## MATERIAL FOR THIS TASK
········
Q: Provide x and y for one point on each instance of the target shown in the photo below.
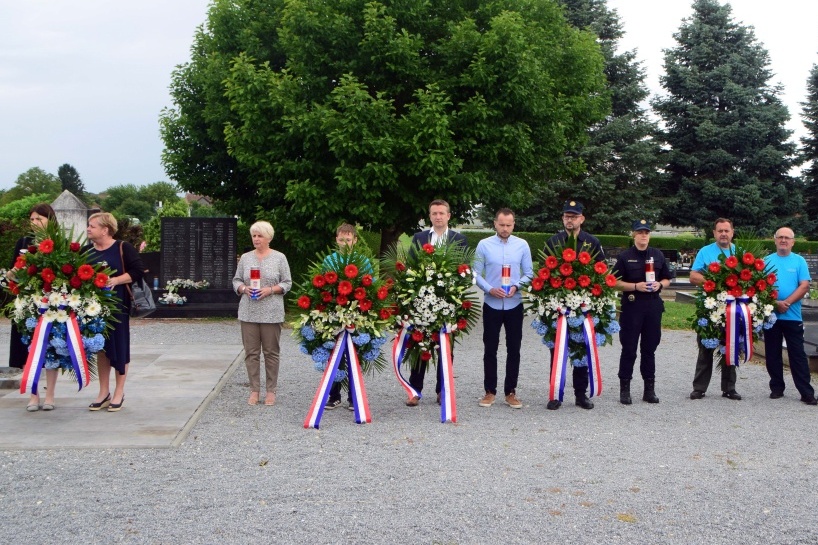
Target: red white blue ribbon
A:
(592, 351)
(738, 331)
(399, 348)
(76, 350)
(343, 346)
(560, 361)
(36, 356)
(448, 405)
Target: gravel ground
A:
(709, 471)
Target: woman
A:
(261, 312)
(39, 216)
(117, 352)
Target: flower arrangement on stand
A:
(345, 312)
(62, 307)
(434, 305)
(735, 302)
(574, 303)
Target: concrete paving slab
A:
(168, 388)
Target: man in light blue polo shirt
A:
(723, 233)
(792, 283)
(502, 306)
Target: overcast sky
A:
(83, 82)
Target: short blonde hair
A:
(105, 219)
(263, 228)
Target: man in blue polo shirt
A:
(792, 283)
(502, 306)
(723, 233)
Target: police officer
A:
(642, 310)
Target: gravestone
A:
(199, 249)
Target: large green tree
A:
(326, 110)
(621, 158)
(70, 180)
(724, 125)
(809, 151)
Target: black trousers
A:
(493, 321)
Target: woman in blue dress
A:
(123, 258)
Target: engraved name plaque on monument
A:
(199, 249)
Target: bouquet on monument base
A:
(345, 313)
(735, 303)
(62, 307)
(435, 304)
(574, 304)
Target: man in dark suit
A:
(439, 214)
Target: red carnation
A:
(596, 291)
(47, 246)
(566, 269)
(351, 270)
(100, 280)
(344, 287)
(47, 275)
(85, 272)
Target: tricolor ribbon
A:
(592, 350)
(448, 406)
(343, 346)
(738, 331)
(560, 360)
(399, 348)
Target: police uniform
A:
(641, 316)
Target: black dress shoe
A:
(584, 402)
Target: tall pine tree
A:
(809, 151)
(729, 154)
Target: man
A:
(723, 233)
(572, 218)
(642, 309)
(502, 305)
(792, 284)
(346, 237)
(439, 215)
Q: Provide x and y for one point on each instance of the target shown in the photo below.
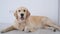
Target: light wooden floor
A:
(41, 31)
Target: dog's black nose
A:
(22, 15)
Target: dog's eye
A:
(19, 10)
(24, 10)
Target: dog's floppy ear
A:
(27, 14)
(15, 14)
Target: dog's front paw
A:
(54, 30)
(23, 30)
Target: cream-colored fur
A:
(30, 23)
(19, 22)
(36, 22)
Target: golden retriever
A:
(29, 23)
(21, 14)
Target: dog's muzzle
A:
(22, 16)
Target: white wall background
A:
(36, 7)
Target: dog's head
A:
(22, 13)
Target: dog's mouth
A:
(22, 18)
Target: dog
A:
(21, 14)
(24, 21)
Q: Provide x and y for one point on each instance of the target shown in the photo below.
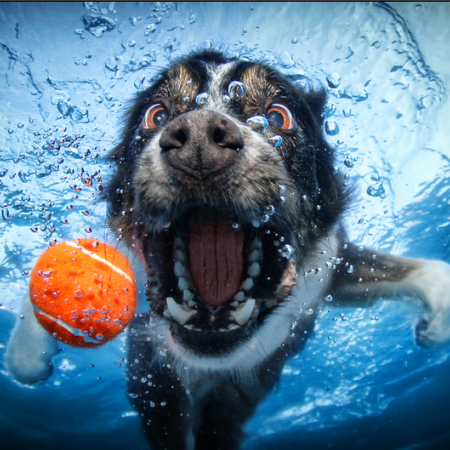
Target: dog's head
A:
(223, 183)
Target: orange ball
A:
(83, 292)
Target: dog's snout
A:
(199, 143)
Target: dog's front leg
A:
(363, 276)
(156, 392)
(30, 349)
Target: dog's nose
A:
(200, 143)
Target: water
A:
(67, 71)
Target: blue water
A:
(361, 382)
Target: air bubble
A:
(333, 80)
(287, 251)
(376, 190)
(236, 89)
(331, 128)
(276, 140)
(258, 123)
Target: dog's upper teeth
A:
(179, 255)
(242, 315)
(247, 284)
(178, 313)
(183, 284)
(180, 269)
(256, 223)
········
## WHAT YOU ARE ASKED TO DO
Repeat the records above verbatim, dropping the pictures.

## ANSWER FOR THIS EXERCISE
Q: Provide x and y for one point on each instance of the target shown in the photo below.
Target: red white blue ribbon
A:
(592, 351)
(738, 331)
(399, 348)
(76, 350)
(343, 346)
(560, 361)
(36, 356)
(448, 405)
Target: gravel ground
A:
(709, 471)
Target: woman
A:
(261, 312)
(39, 216)
(117, 352)
Target: flower arrangement on stand
A:
(345, 312)
(62, 307)
(434, 305)
(735, 302)
(574, 303)
Target: concrete paving slab
A:
(168, 388)
Target: man in light blue polo shirt
A:
(723, 233)
(792, 283)
(502, 306)
Target: overcast sky
A:
(83, 82)
Target: short blonde hair
A:
(105, 219)
(263, 228)
Target: man in blue polo shirt
A:
(792, 283)
(502, 306)
(723, 233)
Target: police officer
A:
(642, 310)
Target: gravestone
A:
(199, 249)
Target: large green tree
A:
(326, 110)
(621, 158)
(70, 180)
(724, 125)
(809, 151)
Target: black trousers
A:
(493, 321)
Target: woman in blue dress
A:
(123, 258)
Target: engraved name plaque on monument
A:
(199, 249)
Target: bouquet on monument base
A:
(345, 313)
(735, 303)
(62, 307)
(435, 304)
(574, 304)
Target: man in dark suit
A:
(439, 214)
Target: red carnation
A:
(596, 291)
(47, 246)
(566, 269)
(351, 270)
(100, 280)
(344, 287)
(47, 275)
(85, 272)
Target: tricolor ribbon
A:
(592, 350)
(448, 406)
(343, 346)
(738, 331)
(560, 360)
(399, 348)
Target: police uniform
A:
(641, 316)
Target: black dress shoe
A:
(584, 402)
Target: tall pine tree
A:
(809, 151)
(729, 154)
Target: man
A:
(723, 233)
(572, 218)
(642, 309)
(502, 305)
(792, 284)
(346, 237)
(439, 215)
Q: Provide x and y for one point on each instance of the target shown in the photo below.
Target: light wooden floor
A:
(41, 31)
Target: dog's black nose
A:
(22, 15)
Target: dog's eye
A:
(19, 10)
(24, 10)
Target: dog's floppy ear
A:
(27, 14)
(15, 14)
Target: dog's front paw
A:
(54, 30)
(23, 30)
Target: cream-colored fur
A:
(30, 23)
(19, 22)
(36, 22)
Target: golden retriever
A:
(29, 23)
(21, 14)
Target: dog's muzzle
A:
(22, 16)
Target: white wall background
A:
(36, 7)
Target: dog's head
A:
(22, 13)
Target: dog's mouth
A:
(22, 18)
Target: dog
A:
(21, 14)
(24, 21)
Q: Provide x and y for one point on each instance of the target shown in the photo below.
Target: dog's head
A:
(223, 183)
Target: orange ball
A:
(83, 292)
Target: dog's snout
A:
(199, 143)
Target: dog's front leg
A:
(363, 276)
(156, 392)
(30, 349)
Target: dog's nose
A:
(200, 143)
Target: water
A:
(67, 71)
Target: blue water
A:
(361, 382)
Target: air bubble
A:
(333, 80)
(287, 251)
(376, 190)
(236, 89)
(331, 128)
(276, 140)
(258, 123)
Target: dog's upper teeth
A:
(179, 255)
(242, 315)
(247, 284)
(178, 313)
(183, 284)
(180, 269)
(256, 223)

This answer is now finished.